● Data records:

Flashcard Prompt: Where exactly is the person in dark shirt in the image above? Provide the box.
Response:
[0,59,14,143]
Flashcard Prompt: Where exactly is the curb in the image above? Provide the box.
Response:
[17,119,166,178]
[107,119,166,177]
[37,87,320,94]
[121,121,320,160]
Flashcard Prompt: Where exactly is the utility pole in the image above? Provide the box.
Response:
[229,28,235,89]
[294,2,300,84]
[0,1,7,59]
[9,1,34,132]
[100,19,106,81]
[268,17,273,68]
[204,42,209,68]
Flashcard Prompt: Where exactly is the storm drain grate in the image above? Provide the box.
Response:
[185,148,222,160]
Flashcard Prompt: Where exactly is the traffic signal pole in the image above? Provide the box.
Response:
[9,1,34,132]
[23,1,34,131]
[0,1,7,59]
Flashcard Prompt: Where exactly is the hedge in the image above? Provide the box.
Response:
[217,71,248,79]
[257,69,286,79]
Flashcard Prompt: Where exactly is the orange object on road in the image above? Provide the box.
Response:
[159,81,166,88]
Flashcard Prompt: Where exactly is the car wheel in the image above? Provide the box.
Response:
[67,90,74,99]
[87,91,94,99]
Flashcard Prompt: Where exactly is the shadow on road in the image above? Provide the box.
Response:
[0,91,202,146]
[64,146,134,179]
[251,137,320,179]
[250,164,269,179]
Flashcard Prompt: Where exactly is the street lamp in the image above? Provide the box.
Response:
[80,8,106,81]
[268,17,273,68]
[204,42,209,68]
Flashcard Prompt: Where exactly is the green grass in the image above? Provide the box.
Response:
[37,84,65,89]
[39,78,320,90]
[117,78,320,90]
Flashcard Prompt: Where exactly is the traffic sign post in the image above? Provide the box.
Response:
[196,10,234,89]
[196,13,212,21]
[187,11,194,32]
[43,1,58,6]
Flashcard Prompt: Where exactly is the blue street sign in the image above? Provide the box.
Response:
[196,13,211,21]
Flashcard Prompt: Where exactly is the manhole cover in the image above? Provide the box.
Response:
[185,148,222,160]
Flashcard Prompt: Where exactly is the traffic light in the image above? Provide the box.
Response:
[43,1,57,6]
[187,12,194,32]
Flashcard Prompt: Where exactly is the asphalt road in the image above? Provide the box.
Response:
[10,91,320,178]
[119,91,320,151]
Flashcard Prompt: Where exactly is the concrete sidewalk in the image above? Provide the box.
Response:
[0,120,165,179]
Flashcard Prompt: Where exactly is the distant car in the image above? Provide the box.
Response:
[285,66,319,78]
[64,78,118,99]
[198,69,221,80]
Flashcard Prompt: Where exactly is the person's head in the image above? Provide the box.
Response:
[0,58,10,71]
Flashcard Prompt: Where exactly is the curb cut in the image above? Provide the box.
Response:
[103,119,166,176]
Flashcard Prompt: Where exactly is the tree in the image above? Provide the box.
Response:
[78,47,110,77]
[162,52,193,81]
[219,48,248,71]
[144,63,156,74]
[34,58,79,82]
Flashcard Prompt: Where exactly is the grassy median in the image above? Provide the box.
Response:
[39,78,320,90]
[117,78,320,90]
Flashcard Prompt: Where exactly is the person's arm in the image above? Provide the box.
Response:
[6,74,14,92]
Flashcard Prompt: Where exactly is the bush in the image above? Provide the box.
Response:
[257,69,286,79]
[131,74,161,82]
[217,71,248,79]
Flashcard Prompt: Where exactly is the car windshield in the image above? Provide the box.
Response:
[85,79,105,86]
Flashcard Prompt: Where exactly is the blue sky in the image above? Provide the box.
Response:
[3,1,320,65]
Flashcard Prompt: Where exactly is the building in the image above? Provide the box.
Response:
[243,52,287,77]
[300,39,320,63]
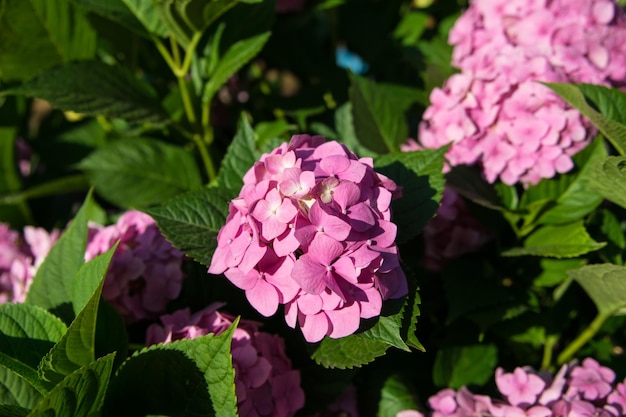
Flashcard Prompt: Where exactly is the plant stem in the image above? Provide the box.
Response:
[557,313,611,365]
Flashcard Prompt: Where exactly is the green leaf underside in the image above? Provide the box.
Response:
[0,0,97,80]
[433,344,498,389]
[39,243,117,382]
[110,322,237,417]
[502,221,606,258]
[79,138,202,207]
[26,192,92,310]
[217,115,261,192]
[374,148,447,243]
[567,264,626,315]
[144,188,233,266]
[29,354,115,417]
[1,61,168,124]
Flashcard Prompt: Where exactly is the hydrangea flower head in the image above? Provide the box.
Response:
[146,303,304,417]
[209,135,407,342]
[0,223,60,303]
[85,211,184,323]
[419,0,626,184]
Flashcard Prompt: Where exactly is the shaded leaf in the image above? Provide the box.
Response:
[0,61,168,124]
[144,188,233,266]
[502,221,606,258]
[79,139,202,207]
[374,148,447,243]
[26,192,92,310]
[0,0,97,81]
[433,344,498,389]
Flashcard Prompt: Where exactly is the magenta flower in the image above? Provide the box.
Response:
[146,303,304,417]
[85,211,184,323]
[568,358,615,400]
[419,0,626,184]
[209,135,407,342]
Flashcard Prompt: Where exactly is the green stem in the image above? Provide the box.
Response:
[192,135,215,182]
[557,313,611,365]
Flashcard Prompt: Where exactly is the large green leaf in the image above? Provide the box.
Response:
[567,264,626,315]
[546,83,626,156]
[433,344,498,389]
[520,139,606,224]
[28,354,115,417]
[589,156,626,208]
[79,139,202,207]
[109,323,237,417]
[0,366,42,408]
[202,32,271,103]
[144,188,233,266]
[0,0,96,82]
[502,220,606,258]
[0,61,168,124]
[26,192,92,310]
[39,244,117,382]
[217,115,261,192]
[374,148,447,243]
[350,75,408,154]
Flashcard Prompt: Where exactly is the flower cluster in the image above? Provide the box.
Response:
[419,0,626,184]
[209,135,407,342]
[146,303,304,417]
[416,358,626,417]
[0,223,60,303]
[85,211,184,323]
[416,188,492,271]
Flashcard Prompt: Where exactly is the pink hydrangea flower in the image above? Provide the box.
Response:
[0,223,60,303]
[85,211,184,323]
[419,0,626,184]
[209,135,407,342]
[146,303,304,417]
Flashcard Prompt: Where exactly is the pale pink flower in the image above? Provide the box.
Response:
[85,211,184,323]
[146,303,304,417]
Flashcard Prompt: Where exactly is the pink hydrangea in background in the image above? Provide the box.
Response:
[419,0,626,184]
[146,303,304,417]
[0,223,60,303]
[85,211,184,323]
[402,358,626,417]
[416,188,492,271]
[209,135,407,342]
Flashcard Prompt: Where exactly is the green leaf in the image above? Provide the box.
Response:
[79,139,202,207]
[377,375,420,417]
[28,354,115,417]
[39,243,117,382]
[589,156,626,208]
[217,114,261,192]
[350,75,408,154]
[0,366,42,408]
[546,83,626,156]
[122,0,168,38]
[0,0,97,82]
[72,0,147,36]
[110,322,237,417]
[72,243,117,315]
[144,188,233,266]
[202,32,271,103]
[0,61,167,124]
[520,139,606,224]
[433,344,498,389]
[374,147,447,243]
[502,220,606,258]
[26,192,92,310]
[568,264,626,315]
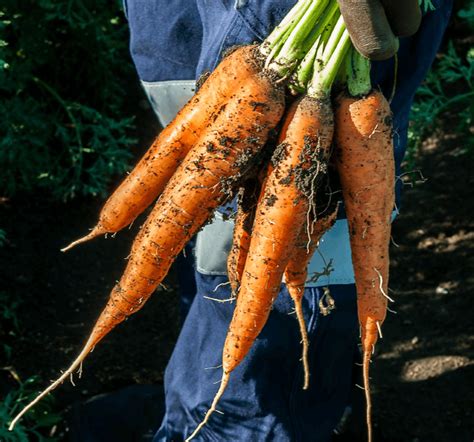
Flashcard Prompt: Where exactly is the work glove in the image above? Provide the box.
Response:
[338,0,421,60]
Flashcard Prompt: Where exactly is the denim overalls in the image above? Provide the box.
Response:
[126,0,452,441]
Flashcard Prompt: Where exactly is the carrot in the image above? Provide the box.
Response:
[335,50,395,441]
[61,0,321,252]
[227,100,300,295]
[187,97,332,440]
[10,46,284,429]
[285,199,337,390]
[61,45,262,252]
[227,178,260,297]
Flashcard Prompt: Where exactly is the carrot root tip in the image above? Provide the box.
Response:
[185,371,230,442]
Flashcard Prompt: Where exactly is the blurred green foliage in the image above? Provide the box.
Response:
[0,0,134,200]
[406,0,474,164]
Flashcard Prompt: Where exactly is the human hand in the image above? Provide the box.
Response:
[338,0,421,60]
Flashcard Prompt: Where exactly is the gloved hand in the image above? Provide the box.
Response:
[338,0,421,60]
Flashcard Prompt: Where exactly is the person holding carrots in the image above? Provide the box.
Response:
[121,0,451,441]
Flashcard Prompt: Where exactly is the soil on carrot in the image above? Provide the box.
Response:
[0,107,474,442]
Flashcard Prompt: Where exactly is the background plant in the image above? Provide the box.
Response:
[407,0,474,167]
[0,0,134,199]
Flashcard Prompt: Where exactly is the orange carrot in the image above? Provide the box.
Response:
[227,178,260,297]
[335,75,395,441]
[187,93,333,440]
[10,49,284,428]
[285,199,337,390]
[62,45,256,252]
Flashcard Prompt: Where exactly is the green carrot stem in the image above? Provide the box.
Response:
[308,16,351,98]
[345,48,372,97]
[292,2,339,91]
[260,0,313,57]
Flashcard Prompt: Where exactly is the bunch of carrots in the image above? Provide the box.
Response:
[10,0,395,440]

● To do:
Edit the material starting at the line that contains "Flashcard Prompt: Where exactly is the gloved" and ending at the end of the material, replacing "soil on carrot" with "dirt on carrot" and changing nothing else. Give back only those lines.

● Result of the exercise:
Flashcard Prompt: Where exactly is the gloved hand in the image above? Provide the box.
Response:
[338,0,421,60]
Flashcard Prompt: Where exactly is the person holding carrots in the image above? Provide the box.
Response:
[121,0,451,441]
Flashcard Prompt: Where exactly is the dirt on carrot in the image above? Provide the box.
Response:
[0,107,474,442]
Flashcard Prompt: Where exactly is the background plant in the image above? Provide the box.
Response:
[407,0,474,167]
[0,0,134,199]
Flashcard Prompt: Where exactly is the orange carrot in the image above? Provide the box.
Response:
[227,178,260,297]
[335,75,395,441]
[187,93,333,440]
[10,49,284,428]
[285,199,337,390]
[62,45,256,252]
Flashcard Prompt: Where exactly is the green carrot stem in the image above? Provide the box.
Response:
[308,16,351,98]
[345,48,372,97]
[292,2,339,91]
[260,0,313,57]
Flashcard Prompt: Where exactly is the bunch of carrots in the image above? Provide the box.
Response:
[10,0,395,440]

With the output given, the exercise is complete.